Description of the task: Pull out every line of the records below that contains the string "steel", matching case exactly, and copy each one in full.

——————

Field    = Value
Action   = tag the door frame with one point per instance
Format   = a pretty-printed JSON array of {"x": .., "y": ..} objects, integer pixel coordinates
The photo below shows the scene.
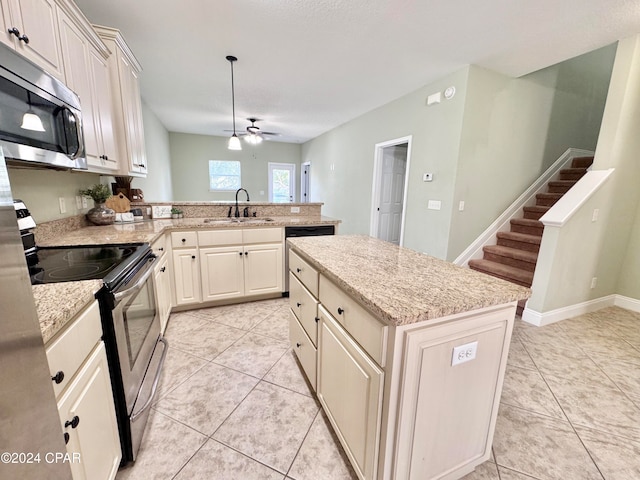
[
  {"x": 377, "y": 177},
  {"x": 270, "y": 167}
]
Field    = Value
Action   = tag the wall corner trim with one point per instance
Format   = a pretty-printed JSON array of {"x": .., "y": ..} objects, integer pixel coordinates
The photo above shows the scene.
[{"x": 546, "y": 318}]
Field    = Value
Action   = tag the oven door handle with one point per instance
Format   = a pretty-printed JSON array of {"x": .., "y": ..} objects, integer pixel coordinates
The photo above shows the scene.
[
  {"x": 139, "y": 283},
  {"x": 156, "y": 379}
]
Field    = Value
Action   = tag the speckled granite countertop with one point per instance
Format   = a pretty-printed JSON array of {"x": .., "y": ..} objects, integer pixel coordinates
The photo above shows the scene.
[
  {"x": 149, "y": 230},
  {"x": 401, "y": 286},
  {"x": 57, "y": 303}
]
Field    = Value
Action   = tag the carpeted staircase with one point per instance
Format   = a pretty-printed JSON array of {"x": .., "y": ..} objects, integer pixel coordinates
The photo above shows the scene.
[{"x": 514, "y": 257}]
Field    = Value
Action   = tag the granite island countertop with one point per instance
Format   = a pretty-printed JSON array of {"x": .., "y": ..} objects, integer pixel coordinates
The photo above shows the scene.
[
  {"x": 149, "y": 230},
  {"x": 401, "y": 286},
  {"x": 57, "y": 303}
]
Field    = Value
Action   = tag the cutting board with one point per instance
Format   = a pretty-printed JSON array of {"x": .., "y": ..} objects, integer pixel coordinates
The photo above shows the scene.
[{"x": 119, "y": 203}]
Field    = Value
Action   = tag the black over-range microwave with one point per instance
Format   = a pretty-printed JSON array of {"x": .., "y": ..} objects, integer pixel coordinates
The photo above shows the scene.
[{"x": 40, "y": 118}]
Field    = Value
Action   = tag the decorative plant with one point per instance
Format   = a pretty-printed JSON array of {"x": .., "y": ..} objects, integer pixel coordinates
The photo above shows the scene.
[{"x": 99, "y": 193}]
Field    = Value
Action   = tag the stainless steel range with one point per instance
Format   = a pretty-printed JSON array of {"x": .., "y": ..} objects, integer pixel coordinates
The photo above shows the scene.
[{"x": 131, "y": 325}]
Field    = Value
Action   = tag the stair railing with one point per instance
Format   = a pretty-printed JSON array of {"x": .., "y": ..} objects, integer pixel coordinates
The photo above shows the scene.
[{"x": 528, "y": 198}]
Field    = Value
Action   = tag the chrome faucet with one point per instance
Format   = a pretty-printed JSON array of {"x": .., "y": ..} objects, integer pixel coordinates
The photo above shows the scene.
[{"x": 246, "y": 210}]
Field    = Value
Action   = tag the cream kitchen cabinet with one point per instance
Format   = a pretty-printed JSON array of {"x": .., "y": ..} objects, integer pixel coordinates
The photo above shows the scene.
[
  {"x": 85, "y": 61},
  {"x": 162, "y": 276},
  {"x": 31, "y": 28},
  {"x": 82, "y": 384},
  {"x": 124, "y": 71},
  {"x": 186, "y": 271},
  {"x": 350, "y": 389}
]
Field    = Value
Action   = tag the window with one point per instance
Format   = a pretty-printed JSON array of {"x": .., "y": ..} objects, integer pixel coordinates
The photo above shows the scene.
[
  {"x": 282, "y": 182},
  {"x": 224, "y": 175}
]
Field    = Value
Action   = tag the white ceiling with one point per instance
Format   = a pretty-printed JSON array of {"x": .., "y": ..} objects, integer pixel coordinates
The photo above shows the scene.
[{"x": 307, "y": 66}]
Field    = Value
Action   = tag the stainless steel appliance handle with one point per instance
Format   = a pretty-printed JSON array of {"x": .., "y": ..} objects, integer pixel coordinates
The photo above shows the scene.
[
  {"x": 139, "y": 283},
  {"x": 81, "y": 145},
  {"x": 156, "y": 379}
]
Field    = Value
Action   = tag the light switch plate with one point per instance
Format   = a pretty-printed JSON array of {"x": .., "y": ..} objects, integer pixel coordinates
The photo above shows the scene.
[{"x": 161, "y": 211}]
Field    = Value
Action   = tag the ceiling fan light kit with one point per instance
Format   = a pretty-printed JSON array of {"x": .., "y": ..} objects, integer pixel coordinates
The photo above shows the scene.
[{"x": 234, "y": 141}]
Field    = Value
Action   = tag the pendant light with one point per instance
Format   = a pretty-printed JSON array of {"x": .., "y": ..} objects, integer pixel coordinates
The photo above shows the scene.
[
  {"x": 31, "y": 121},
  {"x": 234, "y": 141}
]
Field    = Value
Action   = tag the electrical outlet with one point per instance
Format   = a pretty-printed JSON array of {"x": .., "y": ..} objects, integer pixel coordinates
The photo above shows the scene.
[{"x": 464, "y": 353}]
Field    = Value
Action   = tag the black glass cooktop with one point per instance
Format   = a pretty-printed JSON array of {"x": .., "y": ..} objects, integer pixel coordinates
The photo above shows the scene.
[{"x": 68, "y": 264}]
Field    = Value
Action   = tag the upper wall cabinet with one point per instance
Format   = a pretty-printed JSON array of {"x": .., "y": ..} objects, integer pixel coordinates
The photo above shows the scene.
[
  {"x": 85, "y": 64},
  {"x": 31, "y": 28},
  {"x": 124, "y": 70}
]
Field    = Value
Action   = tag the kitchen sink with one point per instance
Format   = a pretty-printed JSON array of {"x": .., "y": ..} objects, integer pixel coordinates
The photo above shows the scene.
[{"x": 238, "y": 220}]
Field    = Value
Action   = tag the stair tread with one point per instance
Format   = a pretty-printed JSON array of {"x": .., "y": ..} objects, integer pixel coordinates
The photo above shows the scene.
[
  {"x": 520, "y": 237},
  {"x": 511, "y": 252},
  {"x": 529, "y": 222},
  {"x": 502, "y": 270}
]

——————

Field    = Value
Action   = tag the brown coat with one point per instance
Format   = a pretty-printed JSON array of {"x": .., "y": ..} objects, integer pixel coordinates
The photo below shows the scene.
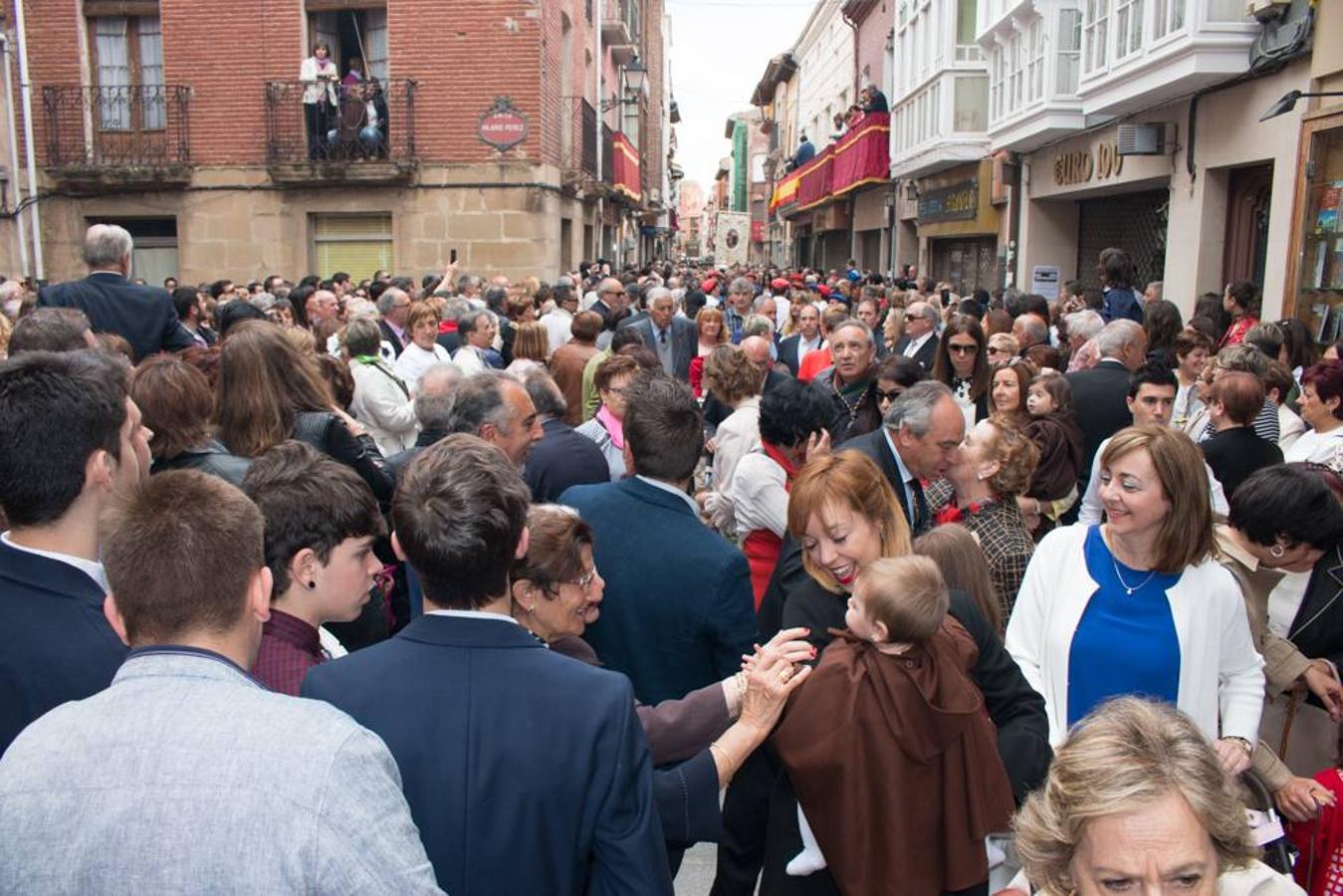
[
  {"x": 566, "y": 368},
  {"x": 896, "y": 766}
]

——————

Exercise result:
Action   = tag the stainless steel range with one point per instance
Action   = tag the stainless steel appliance handle with one point per instance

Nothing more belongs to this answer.